◆ **Problem details**
Leave every picture out. Set down all the lines below exactly.

◆ **Information given**

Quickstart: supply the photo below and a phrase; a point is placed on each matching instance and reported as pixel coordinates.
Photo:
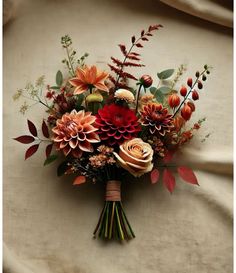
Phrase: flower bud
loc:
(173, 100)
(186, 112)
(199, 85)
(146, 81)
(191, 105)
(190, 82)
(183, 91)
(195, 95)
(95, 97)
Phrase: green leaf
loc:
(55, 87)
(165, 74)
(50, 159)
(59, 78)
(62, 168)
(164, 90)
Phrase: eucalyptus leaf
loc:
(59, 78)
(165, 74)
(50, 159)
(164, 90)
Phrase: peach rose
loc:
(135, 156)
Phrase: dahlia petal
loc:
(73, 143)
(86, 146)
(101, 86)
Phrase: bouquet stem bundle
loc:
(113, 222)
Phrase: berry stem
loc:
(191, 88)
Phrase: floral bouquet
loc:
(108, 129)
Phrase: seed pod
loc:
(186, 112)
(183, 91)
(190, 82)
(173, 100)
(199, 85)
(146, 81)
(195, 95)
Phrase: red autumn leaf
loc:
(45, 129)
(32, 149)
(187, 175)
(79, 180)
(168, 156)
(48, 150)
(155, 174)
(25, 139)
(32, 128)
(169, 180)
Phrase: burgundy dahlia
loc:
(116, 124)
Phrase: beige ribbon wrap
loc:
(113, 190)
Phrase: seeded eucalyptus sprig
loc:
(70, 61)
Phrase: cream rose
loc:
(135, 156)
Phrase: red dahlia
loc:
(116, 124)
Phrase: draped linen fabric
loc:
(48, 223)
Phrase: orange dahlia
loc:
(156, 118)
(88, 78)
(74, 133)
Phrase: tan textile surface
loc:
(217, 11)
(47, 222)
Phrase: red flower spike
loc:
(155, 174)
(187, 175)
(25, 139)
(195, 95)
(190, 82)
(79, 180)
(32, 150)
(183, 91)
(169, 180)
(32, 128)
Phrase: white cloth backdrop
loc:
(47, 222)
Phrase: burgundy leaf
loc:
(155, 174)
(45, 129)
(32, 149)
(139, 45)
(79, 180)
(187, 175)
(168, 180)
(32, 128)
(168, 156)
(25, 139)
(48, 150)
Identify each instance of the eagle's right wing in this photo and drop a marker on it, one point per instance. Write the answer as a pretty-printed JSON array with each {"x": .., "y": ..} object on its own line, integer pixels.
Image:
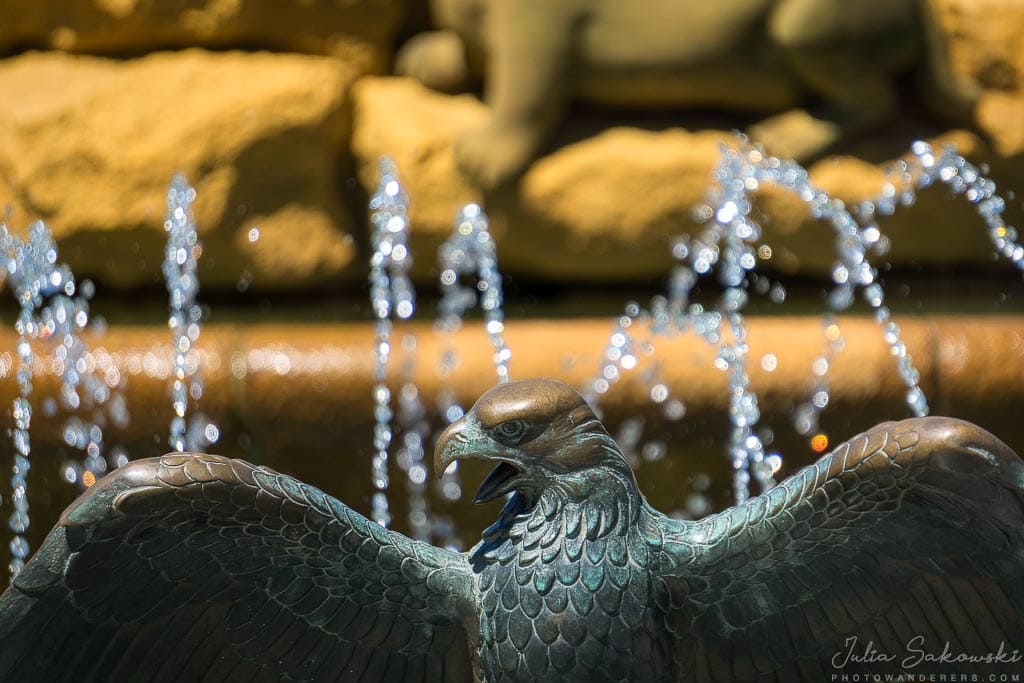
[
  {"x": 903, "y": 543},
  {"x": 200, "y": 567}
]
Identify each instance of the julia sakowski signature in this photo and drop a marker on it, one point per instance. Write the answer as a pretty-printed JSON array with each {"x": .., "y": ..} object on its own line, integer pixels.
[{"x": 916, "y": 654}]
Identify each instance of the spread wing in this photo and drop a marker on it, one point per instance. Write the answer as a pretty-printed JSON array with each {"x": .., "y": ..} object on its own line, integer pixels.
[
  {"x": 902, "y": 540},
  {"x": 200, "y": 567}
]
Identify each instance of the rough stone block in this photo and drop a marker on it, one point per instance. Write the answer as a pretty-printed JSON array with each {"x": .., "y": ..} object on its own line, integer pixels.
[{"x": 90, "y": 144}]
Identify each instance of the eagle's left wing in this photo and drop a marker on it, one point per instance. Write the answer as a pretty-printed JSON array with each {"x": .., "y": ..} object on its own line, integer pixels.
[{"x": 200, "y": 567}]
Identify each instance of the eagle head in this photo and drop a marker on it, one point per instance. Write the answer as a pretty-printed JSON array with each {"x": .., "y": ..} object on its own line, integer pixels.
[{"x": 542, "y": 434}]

◆ **Solution**
Quickstart: supply the photo below and a phrase; a point is placed on each matching instance and reported as pixel coordinates.
Photo:
Phrase: flower bud
loc:
(173, 100)
(186, 112)
(199, 85)
(146, 81)
(191, 105)
(190, 82)
(183, 91)
(195, 95)
(95, 97)
Phrase: green leaf
loc:
(55, 87)
(165, 74)
(50, 159)
(59, 78)
(62, 168)
(164, 90)
Phrase: eucalyptus leaf
loc:
(59, 78)
(165, 74)
(50, 159)
(164, 90)
Phrase: peach rose
loc:
(135, 156)
Phrase: dahlia petal
loc:
(73, 143)
(86, 146)
(101, 86)
Phrase: bouquet stem bundle
loc:
(113, 222)
Phrase: berry stem
loc:
(191, 88)
Phrase: floral bouquet
loc:
(108, 129)
Phrase: seed pod
loc:
(186, 112)
(183, 91)
(190, 82)
(173, 100)
(199, 85)
(146, 81)
(195, 95)
Phrase: red autumn leaf
loc:
(45, 129)
(32, 149)
(187, 175)
(79, 180)
(168, 156)
(48, 150)
(155, 174)
(25, 139)
(32, 128)
(169, 180)
Phrase: burgundy dahlia
loc:
(116, 124)
Phrase: beige ribbon wrap
loc:
(113, 190)
Phrase: seeded eucalyptus sprig
loc:
(70, 61)
Phrase: cream rose
loc:
(135, 156)
Phrase: red dahlia
loc:
(116, 124)
Phrase: draped linen fabric
loc:
(48, 223)
Phrase: orange dahlia
loc:
(156, 118)
(88, 78)
(74, 133)
Phrase: tan textile surface
loc:
(217, 11)
(47, 222)
Phrase: red flower spike
loc:
(155, 174)
(187, 175)
(25, 139)
(195, 95)
(190, 82)
(79, 180)
(32, 150)
(183, 91)
(169, 180)
(32, 128)
Phrase: white cloth backdrop
loc:
(47, 222)
Phrase: burgundy leaf
loc:
(155, 174)
(45, 129)
(32, 149)
(139, 45)
(79, 180)
(187, 175)
(168, 180)
(32, 128)
(168, 156)
(25, 139)
(48, 150)
Identify each instance of the eagle's right wing in this photo and drop a marker on it, one point per instance. Write the answer as a pretty-printed JSON array with each {"x": .., "y": ..} object on its own line, integer pixels.
Image:
[
  {"x": 903, "y": 543},
  {"x": 200, "y": 567}
]
Identify each instance of the julia sakowski signature in this photo and drop a marker on it, one point per instance. Write the answer as a pretty-printed JSON array with each {"x": .., "y": ..} object on its own line, integer pixels.
[{"x": 916, "y": 654}]
Identify each instance of the spread wing in this photo and drop a marker on it, one point per instance. Write the answer as a pretty-printed JSON array with each {"x": .., "y": ..} object on its own line, integer pixels.
[
  {"x": 902, "y": 540},
  {"x": 200, "y": 567}
]
Identify each instance of the rough stone block in this photo and drop a marker on it, one point per instance. Write the answer as a pretty-printed JSON array with each {"x": .., "y": ..} object on its own line, integer pixels.
[{"x": 90, "y": 144}]
Identify each instance of the eagle's left wing in this photo and drop a marker on it, one point per instance. Write the answer as a pretty-printed JSON array with each {"x": .., "y": ..} object on its own line, integer pixels.
[{"x": 200, "y": 567}]
Identify each instance of the eagle head in this photo and drop a marker on it, one point per instance. Write the answer as a pretty-printed JSON array with each {"x": .., "y": ..} object on its own line, integer pixels.
[{"x": 542, "y": 434}]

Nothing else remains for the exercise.